→ **ARTICLE**:
>>

Get a powerpcspe sysroot:

 apt-cross -a powerpcspe -S sid -m http://ftp.de.debian.org/debian-ports \
        libdb1-compat libdb4.8 libc6 libc6-dev linux-libc-dev \
	zlib1g zlib1g-dev libmpfr-dev
 apt-cross -a powerpcspe -S unreleased -m http://ftp.de.debian.org/debian-ports \
        libdb1-compat libdb4.8 libc6 libc6-dev linux-libc-dev \
	zlib1g zlib1g-dev libmpfr-dev

(repeat a few times until all dependencies resolved)

get Debian SID binutils source, then compile&install in cross-compile mode:
 
 dpkg-source -x binutils_*.dsc
 cd binutils-* && \
	    TARGET=powerpcspe fakeroot debian/rules binary-cross
 dpkg -i binutils-powepc-linux-gnuspe-*.deb

Get GCC from SVN and compile minimal C-only version:

 svn co svn://gcc.gnu.org/svn/gcc/branches/gcc-4_4-branch
 mkdir -p build
	cd build && ../gcc-4_4-branch/configure \
		--target=powerpc-linux-gnuspe \
		-with-cpu=8548 --enable-e500_double --with-long-double-128 \
		--enable-languages=c --disable-multilib \
		--prefix=/usr --with-headers=/usr/powerpc-linux-gnuspe/include \
		--with-libs=/usr/powerpc-linux-gnuspe/lib 
	make -C build -j5

Compile test-cases available as attachments to this bug, i.e. test.c:

 build/gcc/xgcc \
	-B./build/gcc/ -B/usr/powerpc-linux-gnuspe/bin/ \
	-B/usr/powerpc-linux-gnuspe/lib/ \
	-isystem /usr/powerpc-linux-gnuspe/include \
	-isystem /usr/powerpc-linux-gnuspe/sys-include \
	-fverbose-asm -dA -O2 -o test test.c

Use Ubuntu's qemu user-space emulation to run resulting executable:

 rootfs=/usr/powerpc-linux-gnuspe
 /usr/bin/qemu-ppc -cpu 'MPC8548E_v21' \
        -E LD_LIBRARY_PATH=$rootfs/lib/ $rootfs/lib/ld.so.1 \
        ./test

Repeat the same with -O0 and note the difference.  This test fails for all the 3 .c files attached here.  Output for tc-resize.c matches the output documented by Sebastian, so I'd say qemu is doing it right.
Comment 11 Nathan Froyd 2010-12-30 15:47:46 UTC
Author: froydnj
Date: Thu Dec 30 15:47:43 2010
New Revision: 168347

URL: http://gcc.gnu.org/viewcvs?root=gcc&view=rev&rev=168347
Log:
gcc/
        PR target/44606
        * reload1.c (choose_reload_regs): Don't look for equivalences for
        output reloads of constant loads.

gcc/testsuite/
        PR target/44606
        * gcc.dg/pr44606.c: New test.

<<

→ **TO DO**:
1. In the bug report, what revision number was assigned to the commit for PR target/44606?
2. Which rows contain the word "curtain"? Copy each of them in full.

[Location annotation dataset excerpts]

>>

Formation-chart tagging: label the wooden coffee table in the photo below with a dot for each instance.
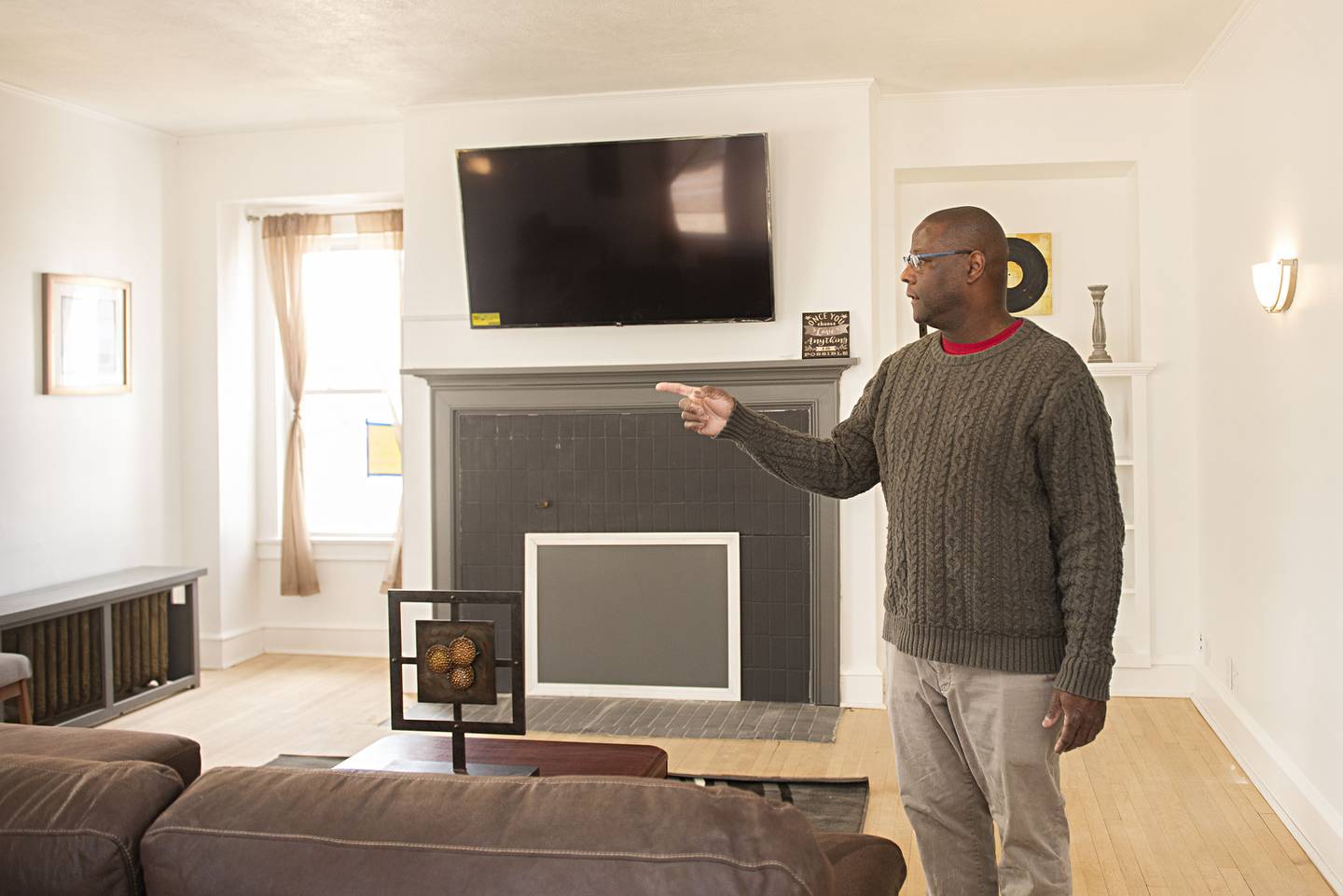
(422, 752)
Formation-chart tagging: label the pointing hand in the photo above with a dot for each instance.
(705, 408)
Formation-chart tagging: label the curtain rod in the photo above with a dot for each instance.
(254, 215)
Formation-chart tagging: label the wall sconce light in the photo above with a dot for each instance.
(1275, 283)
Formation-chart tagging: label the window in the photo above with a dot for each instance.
(353, 391)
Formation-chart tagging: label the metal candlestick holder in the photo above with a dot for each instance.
(1099, 353)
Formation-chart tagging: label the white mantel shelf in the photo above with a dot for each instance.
(1107, 368)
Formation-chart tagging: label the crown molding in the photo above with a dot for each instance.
(618, 96)
(84, 110)
(1220, 42)
(1000, 93)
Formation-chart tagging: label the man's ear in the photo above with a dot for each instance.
(976, 266)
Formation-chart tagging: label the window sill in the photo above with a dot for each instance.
(348, 549)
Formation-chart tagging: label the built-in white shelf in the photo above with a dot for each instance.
(1125, 387)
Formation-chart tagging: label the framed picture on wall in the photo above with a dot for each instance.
(86, 323)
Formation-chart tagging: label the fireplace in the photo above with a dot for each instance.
(595, 450)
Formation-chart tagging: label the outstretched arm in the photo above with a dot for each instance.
(838, 466)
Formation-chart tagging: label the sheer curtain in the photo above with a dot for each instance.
(285, 241)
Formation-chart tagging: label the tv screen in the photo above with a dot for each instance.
(649, 231)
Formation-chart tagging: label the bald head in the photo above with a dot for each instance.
(971, 227)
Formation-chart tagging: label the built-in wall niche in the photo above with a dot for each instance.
(1091, 210)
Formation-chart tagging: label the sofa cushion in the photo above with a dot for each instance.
(302, 832)
(864, 865)
(179, 753)
(14, 667)
(73, 828)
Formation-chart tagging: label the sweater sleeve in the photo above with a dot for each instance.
(838, 466)
(1076, 459)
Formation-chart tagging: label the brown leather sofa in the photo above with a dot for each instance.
(74, 823)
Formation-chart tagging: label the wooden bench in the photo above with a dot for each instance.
(106, 645)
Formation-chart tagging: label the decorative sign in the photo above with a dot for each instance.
(824, 335)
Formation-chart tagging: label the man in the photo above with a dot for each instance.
(1004, 558)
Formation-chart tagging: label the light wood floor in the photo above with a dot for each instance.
(1158, 806)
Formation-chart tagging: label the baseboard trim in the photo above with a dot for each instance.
(1166, 680)
(229, 648)
(861, 689)
(328, 641)
(1315, 825)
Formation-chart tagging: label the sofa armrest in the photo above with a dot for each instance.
(864, 865)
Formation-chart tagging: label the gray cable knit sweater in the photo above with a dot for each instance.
(1004, 530)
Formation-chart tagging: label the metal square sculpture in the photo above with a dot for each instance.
(454, 661)
(443, 633)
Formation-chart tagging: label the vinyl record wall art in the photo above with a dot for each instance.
(1031, 289)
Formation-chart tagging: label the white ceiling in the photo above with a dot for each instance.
(219, 64)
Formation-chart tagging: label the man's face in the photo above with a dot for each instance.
(936, 288)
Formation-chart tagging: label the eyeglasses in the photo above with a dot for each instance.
(916, 259)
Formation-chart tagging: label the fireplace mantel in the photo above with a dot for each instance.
(810, 386)
(699, 372)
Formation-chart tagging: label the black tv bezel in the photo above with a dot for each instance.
(768, 232)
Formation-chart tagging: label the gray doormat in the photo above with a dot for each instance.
(832, 806)
(713, 719)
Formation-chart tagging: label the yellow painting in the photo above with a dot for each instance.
(384, 454)
(1045, 304)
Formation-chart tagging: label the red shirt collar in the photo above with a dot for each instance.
(970, 348)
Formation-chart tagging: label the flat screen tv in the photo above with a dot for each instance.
(647, 231)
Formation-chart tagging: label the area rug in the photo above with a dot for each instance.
(830, 805)
(626, 718)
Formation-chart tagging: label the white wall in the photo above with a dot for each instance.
(1002, 140)
(219, 176)
(821, 163)
(90, 482)
(1268, 140)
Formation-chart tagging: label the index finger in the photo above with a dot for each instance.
(1068, 734)
(680, 389)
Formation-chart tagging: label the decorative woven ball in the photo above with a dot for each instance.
(461, 652)
(461, 677)
(438, 660)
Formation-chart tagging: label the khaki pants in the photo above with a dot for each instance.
(970, 751)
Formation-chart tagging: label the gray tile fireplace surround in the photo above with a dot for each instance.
(595, 448)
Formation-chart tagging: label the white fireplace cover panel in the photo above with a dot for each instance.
(672, 634)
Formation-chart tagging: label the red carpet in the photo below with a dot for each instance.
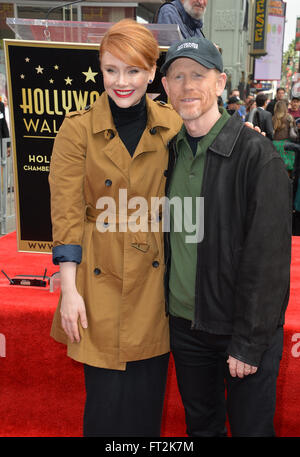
(42, 390)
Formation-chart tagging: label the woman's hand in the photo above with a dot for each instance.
(72, 307)
(72, 310)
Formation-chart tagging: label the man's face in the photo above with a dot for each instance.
(280, 95)
(195, 8)
(295, 104)
(193, 89)
(233, 106)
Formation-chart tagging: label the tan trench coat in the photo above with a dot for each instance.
(120, 276)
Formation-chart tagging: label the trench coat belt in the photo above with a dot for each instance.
(139, 239)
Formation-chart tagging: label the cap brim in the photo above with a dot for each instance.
(203, 62)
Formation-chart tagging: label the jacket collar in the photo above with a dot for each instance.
(227, 138)
(225, 141)
(102, 118)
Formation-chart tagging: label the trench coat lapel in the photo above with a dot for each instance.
(102, 124)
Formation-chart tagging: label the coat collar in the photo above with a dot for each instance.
(102, 118)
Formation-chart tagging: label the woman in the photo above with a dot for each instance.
(111, 312)
(282, 123)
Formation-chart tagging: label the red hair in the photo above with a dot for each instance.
(132, 43)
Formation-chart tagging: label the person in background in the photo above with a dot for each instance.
(283, 123)
(250, 105)
(280, 95)
(111, 313)
(294, 110)
(262, 118)
(227, 275)
(188, 14)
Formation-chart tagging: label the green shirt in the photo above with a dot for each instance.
(187, 182)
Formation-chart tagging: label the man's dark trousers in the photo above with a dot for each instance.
(201, 369)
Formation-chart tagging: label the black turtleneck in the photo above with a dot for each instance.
(130, 122)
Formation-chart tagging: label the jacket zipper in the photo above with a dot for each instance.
(201, 195)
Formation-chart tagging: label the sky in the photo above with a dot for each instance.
(292, 11)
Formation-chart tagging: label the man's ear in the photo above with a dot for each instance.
(165, 84)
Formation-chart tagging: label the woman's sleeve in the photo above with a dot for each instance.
(66, 179)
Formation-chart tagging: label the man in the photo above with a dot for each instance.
(188, 14)
(294, 110)
(227, 292)
(262, 118)
(233, 105)
(280, 95)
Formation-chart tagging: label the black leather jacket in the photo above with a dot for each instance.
(243, 262)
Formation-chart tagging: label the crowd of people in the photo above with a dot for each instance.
(279, 118)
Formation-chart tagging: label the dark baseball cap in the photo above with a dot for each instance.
(199, 49)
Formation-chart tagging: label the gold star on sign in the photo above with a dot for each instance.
(39, 69)
(90, 75)
(68, 80)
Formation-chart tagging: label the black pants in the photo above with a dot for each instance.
(201, 369)
(125, 403)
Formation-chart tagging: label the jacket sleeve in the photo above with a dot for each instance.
(66, 179)
(262, 288)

<<

→ **ANSWERS BY TASK**:
1. 168347

2.
Formation-chart tagging: label the curtain rod in the photo above with a dot for each instance.
Formation-chart tagging: label the sheer curtain in the photo above with a dot for each instance.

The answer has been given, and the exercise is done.